> **EXCERPTED TEXT**:
=== Section Start ===

Our universe is a mess — a colossal "cosmic web" of galaxies strung into filaments and tendrils that are millions or billions of light-years long.
Although this web's basic structure is resolved, astronomers say understanding it in more detail requires new observatories, better computing and a lot of luck.
"When you look into a large telescope, the reality of the cosmic web hits you in the face because you can see how galaxies are organized," said Rodrigo Ibata, an astronomer at the Observatoire Astronomique de Strasbourg in France. "We have clear evidence for the cosmic web's existence, but there is still so much we don't know about it."
Ibata explained that the cosmic web filaments are held together by dark matter, unseen stuff that makes up 85 percent of all mass in the universe.
"It's intrinsically tough to study something you can't see, so dark matter makes understanding the cosmic web an exceedingly difficult challenge," Ibata told Space.com.
Ibata and other astronomers detailed some of the cosmic web's mysteries last week in the journal Science.
The cosmic web is thought to funnel galaxies, gas and dark matter around the universe, something like a chaotic intergalactic highway. Ibata said he's looking to our own celestial neighborhood for effects of this network.
"We think cosmic web tendrils feed directly into galaxies, dump matter onto them and build them up," Ibata said.
Ibata hopes new star data gathered by the European Space Agency's GAIA spacecraft, set to launch in 2011, will help gather evidence of such activity near the Milky Way.
"It's going to make things very interesting over the coming years," he said of GAIA, which will finely measure the distances and movements of more than a billion local stars. Such data could reveal where — and what — cosmic web tendrils might be spilling into our neck of the celestial woods.
"The environment within these tendrils could be one of the most important factors in galaxy formation," Ibata said.

=== Section End ===

Records from a dataset
=== Section Start ===

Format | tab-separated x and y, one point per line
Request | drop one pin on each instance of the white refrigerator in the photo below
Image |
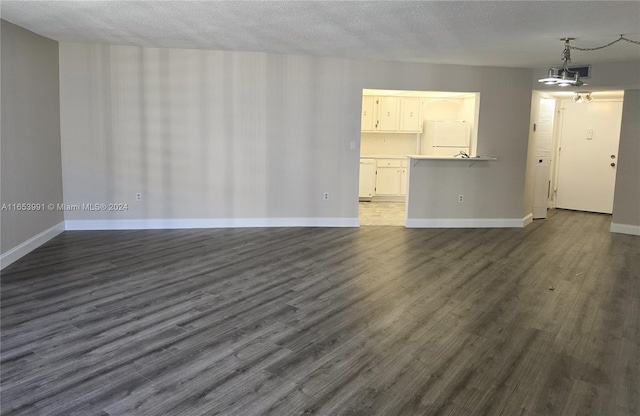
445	138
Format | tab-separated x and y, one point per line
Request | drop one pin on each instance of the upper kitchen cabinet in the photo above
388	114
410	115
369	113
391	114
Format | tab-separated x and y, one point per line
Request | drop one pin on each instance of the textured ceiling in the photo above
496	33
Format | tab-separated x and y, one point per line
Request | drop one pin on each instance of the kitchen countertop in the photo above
383	156
468	159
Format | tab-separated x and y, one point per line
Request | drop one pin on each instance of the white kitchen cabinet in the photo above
403	178
391	114
369	113
367	178
410	121
388	114
389	177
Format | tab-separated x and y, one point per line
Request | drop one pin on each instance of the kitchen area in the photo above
396	124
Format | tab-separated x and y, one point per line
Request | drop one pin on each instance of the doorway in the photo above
587	151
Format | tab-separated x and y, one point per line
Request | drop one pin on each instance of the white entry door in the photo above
588	157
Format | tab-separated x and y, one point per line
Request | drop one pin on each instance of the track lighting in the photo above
581	97
563	76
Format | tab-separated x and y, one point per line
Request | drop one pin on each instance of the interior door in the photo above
588	156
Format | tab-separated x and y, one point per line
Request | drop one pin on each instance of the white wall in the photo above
224	135
31	171
205	134
618	76
626	201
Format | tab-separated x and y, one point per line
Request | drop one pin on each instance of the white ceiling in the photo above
495	33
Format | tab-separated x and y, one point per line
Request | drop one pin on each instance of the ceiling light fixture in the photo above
564	77
581	97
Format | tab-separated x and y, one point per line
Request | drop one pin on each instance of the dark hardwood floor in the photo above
543	320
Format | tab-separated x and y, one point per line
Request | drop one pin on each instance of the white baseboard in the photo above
31	244
155	224
625	229
467	222
528	219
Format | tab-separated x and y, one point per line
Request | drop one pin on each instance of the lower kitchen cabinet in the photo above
391	177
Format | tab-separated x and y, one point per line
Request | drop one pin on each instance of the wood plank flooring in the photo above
543	320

=== Section End ===

> **REQUIRED WORK**:
Continue the article on the cosmic web, picking up after its final sentence.

> **WRITTEN ANSWER**:
To use mountains of data that GAIA and other observatories are expected to deliver in the future, however, Ibata said computer technology will have to catch up. "If we were to get such data now, we wouldn't be able to efficiently process it," he said.
Simulating the universe
Claude-Andre Faucher-Giguere, a graduate student in astrophysics at Harvard University, agrees.
"We need powerful computers to deal with raw astronomy data," Faucher-Giguere said. "But another aspect is that once it's processed, we need to be able to learn something from it."
Faucher-Giguere said computer simulations help with the task by giving astronomers grounds for comparison. If a simulation fits a set of observations, it helps astronomers pick the best theoretical track to explain what they see.
Our current big-picture view of the universe is based mostly on optical light, Faucher-Giguere said, but new observatories will look deep into the cosmos in wavelengths such as infrared and radio.
"We'll need new, better simulations to make sense of data we haven't yet learned how to analyze," he said. "We need to be prepared or else we won't know what we're looking at."
Faucher-Giguere expects astronomers to team up increasingly with computer-savvy theoreticians to extract the latest knowledge about our universe in an efficient way.
"Astronomy is driven by new observations," he said, "but to make use of these new windows onto the universe, we really have to keep up with the theoretical work."